Copy the lines below exactly. Start at the first and finish with the line containing "Question: For every instance of the woman's".

• **Records from a dataset**
§

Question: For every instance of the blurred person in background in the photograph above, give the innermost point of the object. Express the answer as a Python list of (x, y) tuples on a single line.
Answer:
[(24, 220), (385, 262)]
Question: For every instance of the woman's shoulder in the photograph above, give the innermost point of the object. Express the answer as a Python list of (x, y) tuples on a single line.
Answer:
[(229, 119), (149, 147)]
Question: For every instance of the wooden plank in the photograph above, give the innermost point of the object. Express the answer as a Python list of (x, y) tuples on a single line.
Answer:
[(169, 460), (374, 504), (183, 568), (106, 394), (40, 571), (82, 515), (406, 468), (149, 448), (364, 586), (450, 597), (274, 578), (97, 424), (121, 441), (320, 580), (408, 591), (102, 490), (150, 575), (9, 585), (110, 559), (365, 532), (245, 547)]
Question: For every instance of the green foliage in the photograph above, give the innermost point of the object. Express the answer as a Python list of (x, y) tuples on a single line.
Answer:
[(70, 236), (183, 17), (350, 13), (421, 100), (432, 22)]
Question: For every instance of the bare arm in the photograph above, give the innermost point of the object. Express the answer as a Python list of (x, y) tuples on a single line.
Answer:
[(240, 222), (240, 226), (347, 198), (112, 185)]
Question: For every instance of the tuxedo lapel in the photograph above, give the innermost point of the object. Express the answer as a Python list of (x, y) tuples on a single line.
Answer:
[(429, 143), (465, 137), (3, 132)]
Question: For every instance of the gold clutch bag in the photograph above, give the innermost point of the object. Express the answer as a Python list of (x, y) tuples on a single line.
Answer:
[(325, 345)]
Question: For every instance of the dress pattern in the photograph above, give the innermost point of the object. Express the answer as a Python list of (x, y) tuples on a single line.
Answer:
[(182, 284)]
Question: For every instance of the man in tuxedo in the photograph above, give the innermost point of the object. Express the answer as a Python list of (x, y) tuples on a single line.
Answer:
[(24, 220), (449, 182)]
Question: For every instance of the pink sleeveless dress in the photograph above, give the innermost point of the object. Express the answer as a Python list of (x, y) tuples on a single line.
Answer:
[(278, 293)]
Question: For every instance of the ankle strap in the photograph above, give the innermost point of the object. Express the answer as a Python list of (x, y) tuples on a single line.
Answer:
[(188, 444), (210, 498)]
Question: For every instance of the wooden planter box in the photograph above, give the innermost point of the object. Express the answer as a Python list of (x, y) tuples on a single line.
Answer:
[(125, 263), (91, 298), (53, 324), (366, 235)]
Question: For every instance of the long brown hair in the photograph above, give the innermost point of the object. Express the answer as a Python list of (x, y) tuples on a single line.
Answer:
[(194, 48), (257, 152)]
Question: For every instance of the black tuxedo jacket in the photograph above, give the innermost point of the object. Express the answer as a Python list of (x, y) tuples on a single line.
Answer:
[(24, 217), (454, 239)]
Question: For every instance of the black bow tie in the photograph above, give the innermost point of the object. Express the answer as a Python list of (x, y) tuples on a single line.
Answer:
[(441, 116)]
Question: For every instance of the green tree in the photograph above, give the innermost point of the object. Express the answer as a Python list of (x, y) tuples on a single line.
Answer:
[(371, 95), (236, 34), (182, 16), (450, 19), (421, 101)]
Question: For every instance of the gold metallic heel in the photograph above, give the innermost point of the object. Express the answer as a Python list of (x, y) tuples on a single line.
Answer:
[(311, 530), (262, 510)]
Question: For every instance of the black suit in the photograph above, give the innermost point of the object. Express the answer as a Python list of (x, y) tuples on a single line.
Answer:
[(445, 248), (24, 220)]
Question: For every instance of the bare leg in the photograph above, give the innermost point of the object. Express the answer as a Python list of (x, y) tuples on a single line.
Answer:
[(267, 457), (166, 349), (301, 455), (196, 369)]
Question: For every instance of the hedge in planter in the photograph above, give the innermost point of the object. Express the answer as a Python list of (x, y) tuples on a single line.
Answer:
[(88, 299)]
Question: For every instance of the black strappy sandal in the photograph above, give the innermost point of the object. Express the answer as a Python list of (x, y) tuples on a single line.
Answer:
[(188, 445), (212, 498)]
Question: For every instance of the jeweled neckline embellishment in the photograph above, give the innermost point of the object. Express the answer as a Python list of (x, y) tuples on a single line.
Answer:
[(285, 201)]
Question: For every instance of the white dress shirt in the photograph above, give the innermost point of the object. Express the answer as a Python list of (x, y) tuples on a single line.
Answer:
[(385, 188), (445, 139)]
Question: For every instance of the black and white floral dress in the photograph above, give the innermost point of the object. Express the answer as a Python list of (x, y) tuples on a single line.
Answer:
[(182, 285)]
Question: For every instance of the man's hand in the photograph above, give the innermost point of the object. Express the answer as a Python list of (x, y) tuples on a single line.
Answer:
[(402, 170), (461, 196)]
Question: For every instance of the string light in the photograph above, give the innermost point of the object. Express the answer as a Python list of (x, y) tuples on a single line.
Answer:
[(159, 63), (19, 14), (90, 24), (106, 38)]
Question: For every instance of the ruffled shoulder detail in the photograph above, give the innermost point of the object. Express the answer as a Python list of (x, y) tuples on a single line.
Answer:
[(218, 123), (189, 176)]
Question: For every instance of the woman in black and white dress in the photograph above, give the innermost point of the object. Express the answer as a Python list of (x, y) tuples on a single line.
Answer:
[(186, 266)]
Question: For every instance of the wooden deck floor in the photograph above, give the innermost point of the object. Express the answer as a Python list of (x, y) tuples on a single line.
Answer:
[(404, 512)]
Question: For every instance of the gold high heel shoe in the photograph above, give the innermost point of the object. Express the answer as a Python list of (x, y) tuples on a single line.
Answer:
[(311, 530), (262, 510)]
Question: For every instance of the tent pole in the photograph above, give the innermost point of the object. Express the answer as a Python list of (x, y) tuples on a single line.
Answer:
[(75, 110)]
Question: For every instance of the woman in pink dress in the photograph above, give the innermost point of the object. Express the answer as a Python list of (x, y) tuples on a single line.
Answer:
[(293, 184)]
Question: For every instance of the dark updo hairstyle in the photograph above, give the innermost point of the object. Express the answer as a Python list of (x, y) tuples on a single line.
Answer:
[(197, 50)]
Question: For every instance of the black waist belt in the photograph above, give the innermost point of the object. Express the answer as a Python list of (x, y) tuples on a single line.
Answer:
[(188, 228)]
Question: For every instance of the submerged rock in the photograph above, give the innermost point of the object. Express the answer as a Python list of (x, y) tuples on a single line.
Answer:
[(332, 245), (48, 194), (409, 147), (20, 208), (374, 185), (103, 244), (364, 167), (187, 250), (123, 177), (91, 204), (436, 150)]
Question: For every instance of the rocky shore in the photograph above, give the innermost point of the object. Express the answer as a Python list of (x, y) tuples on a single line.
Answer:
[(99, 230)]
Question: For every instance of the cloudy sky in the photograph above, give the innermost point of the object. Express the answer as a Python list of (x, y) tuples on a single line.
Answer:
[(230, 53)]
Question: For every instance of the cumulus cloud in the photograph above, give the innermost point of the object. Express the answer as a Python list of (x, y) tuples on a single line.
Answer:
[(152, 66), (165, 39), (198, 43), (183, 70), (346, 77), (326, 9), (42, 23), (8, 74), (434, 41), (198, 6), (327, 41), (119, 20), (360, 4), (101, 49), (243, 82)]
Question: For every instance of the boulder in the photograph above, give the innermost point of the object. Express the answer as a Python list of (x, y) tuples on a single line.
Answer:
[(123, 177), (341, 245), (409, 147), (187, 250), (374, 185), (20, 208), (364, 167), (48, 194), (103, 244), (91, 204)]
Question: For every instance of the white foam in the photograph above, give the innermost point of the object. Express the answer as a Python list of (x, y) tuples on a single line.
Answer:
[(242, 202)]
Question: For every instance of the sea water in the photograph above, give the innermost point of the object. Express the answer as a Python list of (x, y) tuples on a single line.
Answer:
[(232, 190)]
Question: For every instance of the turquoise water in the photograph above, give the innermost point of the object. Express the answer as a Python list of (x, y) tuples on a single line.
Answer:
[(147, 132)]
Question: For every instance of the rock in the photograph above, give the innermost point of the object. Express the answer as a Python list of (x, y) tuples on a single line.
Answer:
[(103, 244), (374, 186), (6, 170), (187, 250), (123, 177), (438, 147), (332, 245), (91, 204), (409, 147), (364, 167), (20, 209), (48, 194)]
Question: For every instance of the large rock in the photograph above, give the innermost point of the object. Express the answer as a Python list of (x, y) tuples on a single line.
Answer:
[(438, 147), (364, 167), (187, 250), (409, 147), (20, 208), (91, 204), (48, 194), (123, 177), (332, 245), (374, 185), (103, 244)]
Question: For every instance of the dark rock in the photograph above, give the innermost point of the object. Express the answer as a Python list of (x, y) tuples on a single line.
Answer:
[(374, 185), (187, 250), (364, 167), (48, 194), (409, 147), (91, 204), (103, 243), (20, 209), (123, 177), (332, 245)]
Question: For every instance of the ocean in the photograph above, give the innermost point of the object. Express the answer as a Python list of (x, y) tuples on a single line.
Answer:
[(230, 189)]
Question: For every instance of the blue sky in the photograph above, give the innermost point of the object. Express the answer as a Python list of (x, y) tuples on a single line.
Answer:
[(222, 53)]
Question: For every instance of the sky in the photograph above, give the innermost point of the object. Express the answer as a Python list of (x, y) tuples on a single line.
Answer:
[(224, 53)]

§

• **RESULT**
Question: For every instance of the blurred person in background in the photograph above, give the innermost point of the object. Express the answer as a Python list of (x, y) tuples on a single line.
Answer:
[(24, 220), (385, 262)]
Question: For every instance of the woman's shoulder in the photograph above, give the innermost point of the object. Express the answer as a Python list of (x, y) tuples on a single line.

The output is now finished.